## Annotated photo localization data

·····

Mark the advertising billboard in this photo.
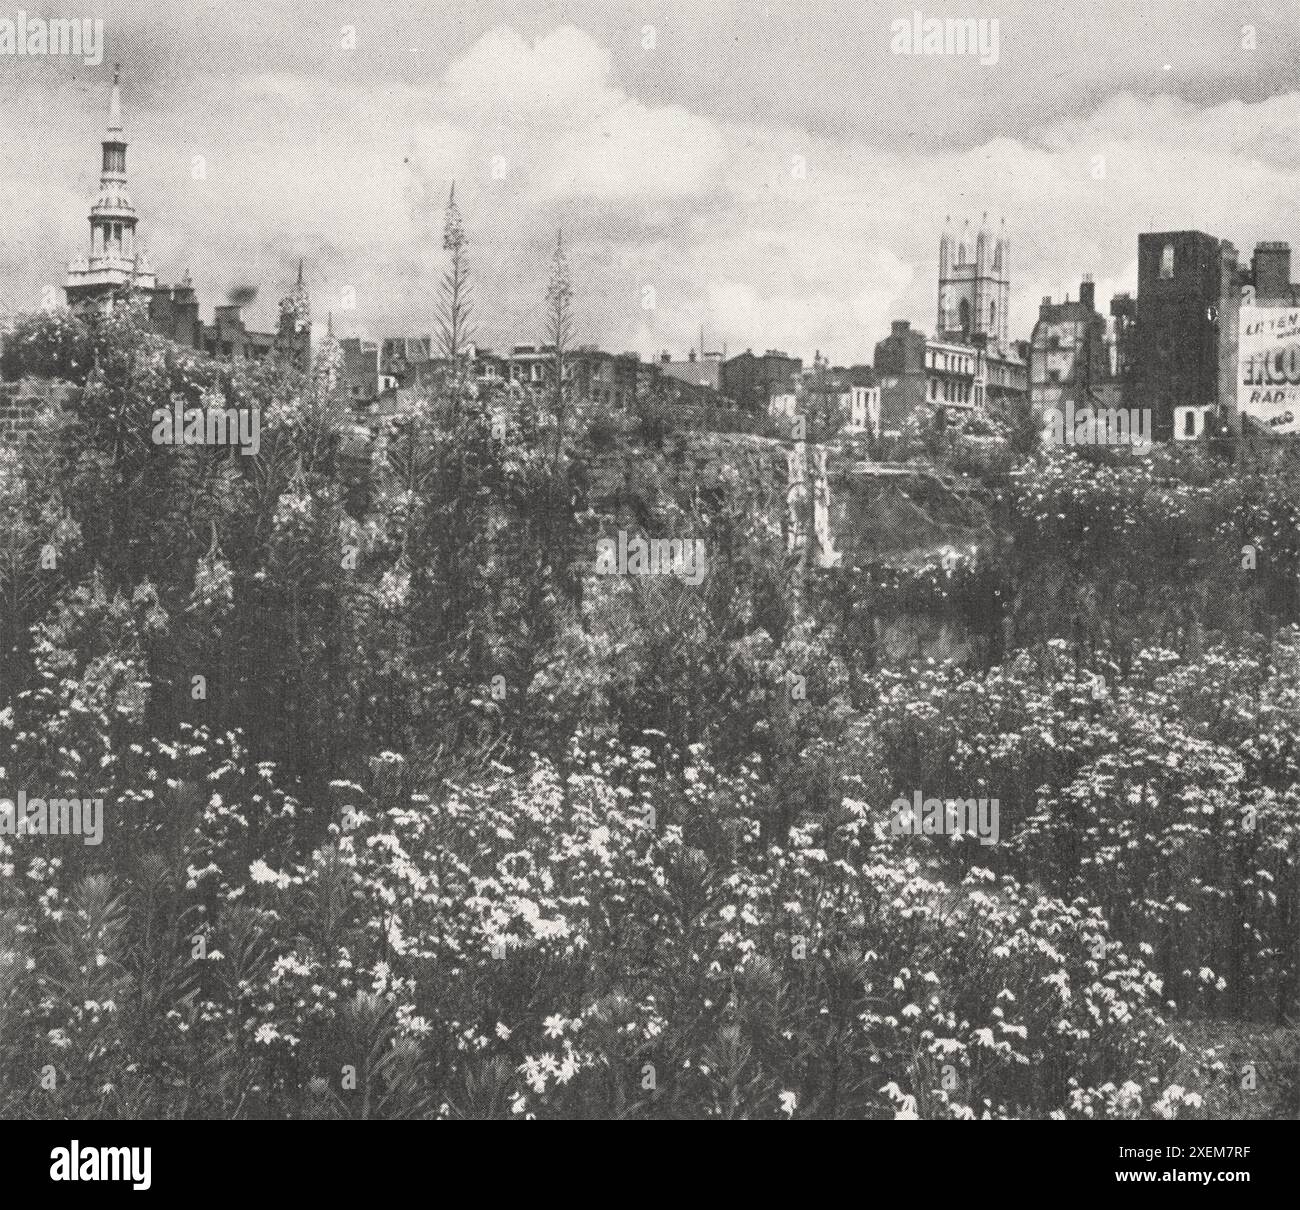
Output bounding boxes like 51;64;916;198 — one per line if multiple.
1238;305;1300;434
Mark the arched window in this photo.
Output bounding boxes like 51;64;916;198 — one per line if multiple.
989;302;996;331
959;298;971;336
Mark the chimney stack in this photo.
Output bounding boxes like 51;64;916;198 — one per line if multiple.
1253;242;1292;300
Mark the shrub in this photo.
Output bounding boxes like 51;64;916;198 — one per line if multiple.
1;309;93;384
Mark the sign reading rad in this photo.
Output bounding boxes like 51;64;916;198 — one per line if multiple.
1238;305;1300;434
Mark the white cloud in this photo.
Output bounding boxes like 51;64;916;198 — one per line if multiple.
6;20;1300;366
442;25;616;126
543;100;727;200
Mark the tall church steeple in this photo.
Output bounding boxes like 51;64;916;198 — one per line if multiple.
65;66;156;313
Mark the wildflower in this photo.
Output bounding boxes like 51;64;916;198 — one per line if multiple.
249;858;286;887
779;1090;797;1117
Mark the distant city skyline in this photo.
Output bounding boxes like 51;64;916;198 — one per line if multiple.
2;0;1299;362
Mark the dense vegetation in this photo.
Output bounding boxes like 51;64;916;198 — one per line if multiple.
1;290;1298;1119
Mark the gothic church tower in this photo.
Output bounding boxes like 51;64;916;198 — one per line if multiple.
937;213;1009;348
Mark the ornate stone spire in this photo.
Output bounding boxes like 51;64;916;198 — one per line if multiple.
108;63;122;134
65;66;156;312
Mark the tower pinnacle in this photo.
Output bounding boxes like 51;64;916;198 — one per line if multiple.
108;64;121;133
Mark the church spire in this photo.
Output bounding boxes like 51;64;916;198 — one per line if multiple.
65;66;156;313
108;63;122;135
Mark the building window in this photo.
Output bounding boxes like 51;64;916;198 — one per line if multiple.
1048;370;1060;384
1184;409;1196;437
1160;243;1175;279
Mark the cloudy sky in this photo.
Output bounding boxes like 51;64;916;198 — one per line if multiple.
1;1;1298;363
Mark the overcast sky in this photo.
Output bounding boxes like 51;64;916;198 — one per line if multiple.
1;1;1298;363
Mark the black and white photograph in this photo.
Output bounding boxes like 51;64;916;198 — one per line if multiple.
0;0;1297;1176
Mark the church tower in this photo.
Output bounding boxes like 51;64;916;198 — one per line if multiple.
936;216;955;333
937;212;1009;349
65;67;156;314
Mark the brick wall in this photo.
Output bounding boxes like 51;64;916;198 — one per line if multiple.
0;378;78;444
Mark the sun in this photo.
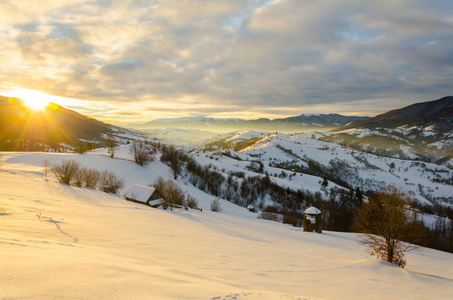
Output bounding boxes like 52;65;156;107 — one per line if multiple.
20;90;51;110
6;88;51;110
23;97;49;110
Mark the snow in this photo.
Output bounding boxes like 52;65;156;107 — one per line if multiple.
193;130;452;206
1;151;453;299
123;183;156;203
305;206;321;214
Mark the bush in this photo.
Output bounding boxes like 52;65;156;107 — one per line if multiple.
185;195;199;209
153;177;185;208
73;169;85;187
258;211;283;222
283;214;301;227
100;170;124;193
83;168;101;188
210;199;222;212
52;160;80;184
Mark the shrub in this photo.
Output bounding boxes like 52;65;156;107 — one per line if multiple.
283;214;301;227
52;160;80;185
210;199;222;212
73;169;85;187
83;168;101;188
153;177;185;208
185;195;199;209
258;211;283;222
100;170;124;193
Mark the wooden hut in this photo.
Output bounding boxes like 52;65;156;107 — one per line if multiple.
303;206;322;233
123;183;163;207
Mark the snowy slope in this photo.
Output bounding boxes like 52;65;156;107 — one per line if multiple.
1;151;453;299
194;131;453;207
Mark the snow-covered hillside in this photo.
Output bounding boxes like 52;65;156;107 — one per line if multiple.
194;131;453;207
1;151;453;299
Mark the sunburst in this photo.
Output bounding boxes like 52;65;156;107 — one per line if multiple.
4;88;51;110
18;89;51;110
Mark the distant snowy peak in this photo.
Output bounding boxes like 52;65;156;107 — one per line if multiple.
274;113;369;125
152;116;243;123
137;113;370;133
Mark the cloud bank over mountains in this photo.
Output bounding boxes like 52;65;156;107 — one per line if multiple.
1;0;452;122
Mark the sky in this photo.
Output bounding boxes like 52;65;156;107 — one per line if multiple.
0;0;452;124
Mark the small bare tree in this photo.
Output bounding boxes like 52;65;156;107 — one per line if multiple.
354;185;424;268
43;159;49;179
105;134;117;158
130;141;153;166
52;160;80;185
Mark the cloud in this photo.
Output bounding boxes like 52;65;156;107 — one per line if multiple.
1;0;452;122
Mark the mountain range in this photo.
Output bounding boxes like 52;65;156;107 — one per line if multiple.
128;113;370;132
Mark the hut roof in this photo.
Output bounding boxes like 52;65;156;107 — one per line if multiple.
304;206;321;215
123;184;156;203
247;204;255;209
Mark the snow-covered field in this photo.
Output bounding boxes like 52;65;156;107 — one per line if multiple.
1;151;453;299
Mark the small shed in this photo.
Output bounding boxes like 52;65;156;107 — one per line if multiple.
123;183;163;207
247;204;255;212
303;206;322;233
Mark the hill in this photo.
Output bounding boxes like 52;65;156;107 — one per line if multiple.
342;96;453;132
0;96;136;151
1;150;453;299
322;97;453;163
193;130;452;207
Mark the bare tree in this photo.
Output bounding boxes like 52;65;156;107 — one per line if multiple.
354;185;424;268
130;141;153;166
105;134;117;158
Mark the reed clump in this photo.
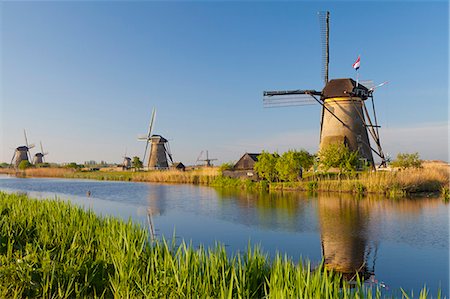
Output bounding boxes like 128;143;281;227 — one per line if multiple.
2;191;439;298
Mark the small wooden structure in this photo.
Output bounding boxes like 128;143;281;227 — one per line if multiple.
223;153;261;181
171;162;186;171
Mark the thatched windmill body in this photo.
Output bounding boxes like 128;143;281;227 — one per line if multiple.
33;142;48;164
138;108;174;169
11;130;35;168
263;12;386;167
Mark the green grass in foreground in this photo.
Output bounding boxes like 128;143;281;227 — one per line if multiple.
0;192;443;298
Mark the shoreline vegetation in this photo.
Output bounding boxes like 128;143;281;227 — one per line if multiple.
0;192;441;298
0;161;448;198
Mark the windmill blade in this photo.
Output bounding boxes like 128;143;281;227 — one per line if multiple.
359;80;375;90
142;108;156;165
143;139;150;166
10;152;16;167
264;94;320;108
147;108;156;138
369;81;389;92
195;150;204;165
263;90;322;108
40;141;44;154
165;142;173;164
24;129;29;148
318;11;330;85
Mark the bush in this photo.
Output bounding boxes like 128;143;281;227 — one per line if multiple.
219;162;234;173
318;143;359;174
390;152;422;169
18;160;32;170
65;162;82;170
254;151;279;182
132;156;143;170
276;150;314;182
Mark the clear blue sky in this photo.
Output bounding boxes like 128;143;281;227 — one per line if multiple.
1;1;448;164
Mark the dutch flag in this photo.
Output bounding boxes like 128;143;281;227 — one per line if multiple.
352;56;361;70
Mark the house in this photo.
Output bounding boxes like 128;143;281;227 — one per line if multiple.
223;153;261;181
171;162;186;171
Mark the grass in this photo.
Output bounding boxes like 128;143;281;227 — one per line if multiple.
0;191;443;298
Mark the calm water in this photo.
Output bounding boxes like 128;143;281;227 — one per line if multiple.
0;175;448;296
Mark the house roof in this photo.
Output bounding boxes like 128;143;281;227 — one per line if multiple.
246;153;261;162
172;162;185;168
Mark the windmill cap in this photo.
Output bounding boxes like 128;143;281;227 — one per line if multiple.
322;78;370;100
150;134;168;143
35;153;44;157
16;146;29;151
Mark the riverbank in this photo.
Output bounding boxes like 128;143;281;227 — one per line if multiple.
0;191;439;298
1;161;448;197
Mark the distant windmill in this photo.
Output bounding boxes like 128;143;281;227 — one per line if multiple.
263;11;387;168
138;108;174;169
122;148;131;169
11;130;35;168
197;150;217;167
33;141;48;164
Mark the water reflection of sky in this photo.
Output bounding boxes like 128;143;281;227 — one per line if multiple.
0;175;448;296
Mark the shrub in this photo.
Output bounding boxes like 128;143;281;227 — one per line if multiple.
18;160;32;170
254;151;279;182
276;150;314;182
318;143;359;174
390;152;422;169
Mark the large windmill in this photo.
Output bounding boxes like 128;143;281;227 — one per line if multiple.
33;141;48;164
138;108;174;169
11;130;35;168
263;11;386;168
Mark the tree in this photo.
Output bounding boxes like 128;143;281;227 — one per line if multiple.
318;143;359;174
254;151;279;182
132;156;143;170
18;160;32;170
276;150;315;182
390;152;422;169
65;162;81;169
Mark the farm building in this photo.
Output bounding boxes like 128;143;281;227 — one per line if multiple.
223;153;261;181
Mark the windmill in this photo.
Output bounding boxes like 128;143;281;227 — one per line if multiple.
263;11;386;168
122;148;132;169
33;141;48;164
138;108;174;169
11;130;35;168
197;150;218;167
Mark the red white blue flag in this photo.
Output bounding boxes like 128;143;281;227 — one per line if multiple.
352;56;361;70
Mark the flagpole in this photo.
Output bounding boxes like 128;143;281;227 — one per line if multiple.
356;69;359;87
356;54;360;86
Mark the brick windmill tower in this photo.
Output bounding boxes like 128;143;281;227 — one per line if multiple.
138;108;174;169
11;130;35;168
263;12;386;168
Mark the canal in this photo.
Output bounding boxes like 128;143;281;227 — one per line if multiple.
0;175;448;296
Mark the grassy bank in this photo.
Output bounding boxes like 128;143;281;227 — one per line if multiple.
1;162;448;196
0;192;440;298
213;163;449;197
0;167;219;184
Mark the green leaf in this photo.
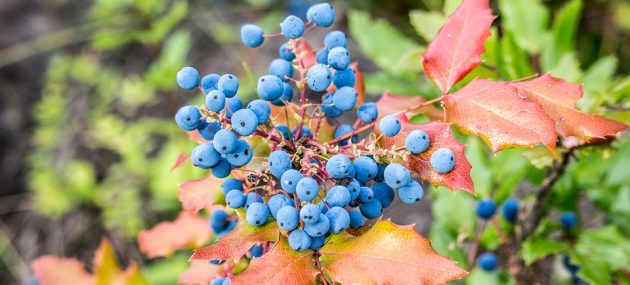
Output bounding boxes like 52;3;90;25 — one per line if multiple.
144;30;192;90
443;0;462;16
498;0;549;53
520;238;569;265
541;0;583;71
409;10;447;41
571;226;630;285
583;55;618;93
500;31;534;80
548;53;582;82
606;138;630;186
466;137;493;198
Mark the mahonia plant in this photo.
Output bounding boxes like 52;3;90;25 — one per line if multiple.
158;0;627;284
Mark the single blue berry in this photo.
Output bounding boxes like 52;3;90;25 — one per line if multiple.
281;169;303;194
502;198;519;223
201;73;220;93
310;236;326;250
211;158;232;178
246;202;269;226
379;115;401;137
374;162;386;182
175;106;201;131
359;199;382;219
268;194;294;219
231;109;258;136
213;129;238;154
288;229;312;251
218;74;239;98
177;67;199;90
304;213;330;237
321;93;343;118
281;15;305;39
324;30;347;50
257;75;284;101
476;199;497;220
191;143;221;169
240;24;264;48
226;190;245;209
357;186;374;204
430;148;455;173
327;47;350;70
372;182;394;208
347;179;361;200
357;102;378;123
384;163;410;189
268;150;292;178
308;3;335;27
277;206;299;231
333;68;355;88
271;83;294;106
247;99;271;125
306;64;332;92
406;130;430;154
478;252;498;271
398;180;424;204
333;86;358;112
349;209;365;228
197;120;221;140
205;90;226;112
300;203;320;224
250;244;263;258
326;154;352;179
268;58;293;81
316;49;329;65
279;43;296;61
326;207;350;233
226;140;253;167
334;124;358;146
326;185;351;207
244;192;263;211
225;96;242;118
560;212;577;229
353;156;378;182
296;177;319;202
210;209;230;232
221;178;243;195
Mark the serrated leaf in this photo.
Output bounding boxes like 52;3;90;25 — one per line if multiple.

·····

## TASK BRIEF
Lines holding the string "white" must be copied out of the entries above.

## SOLUTION FOR THIS PROBLEM
Mark the white cloud in this photo.
Mark the black and white photograph in this photo.
Mark the red white blue flag in this photo.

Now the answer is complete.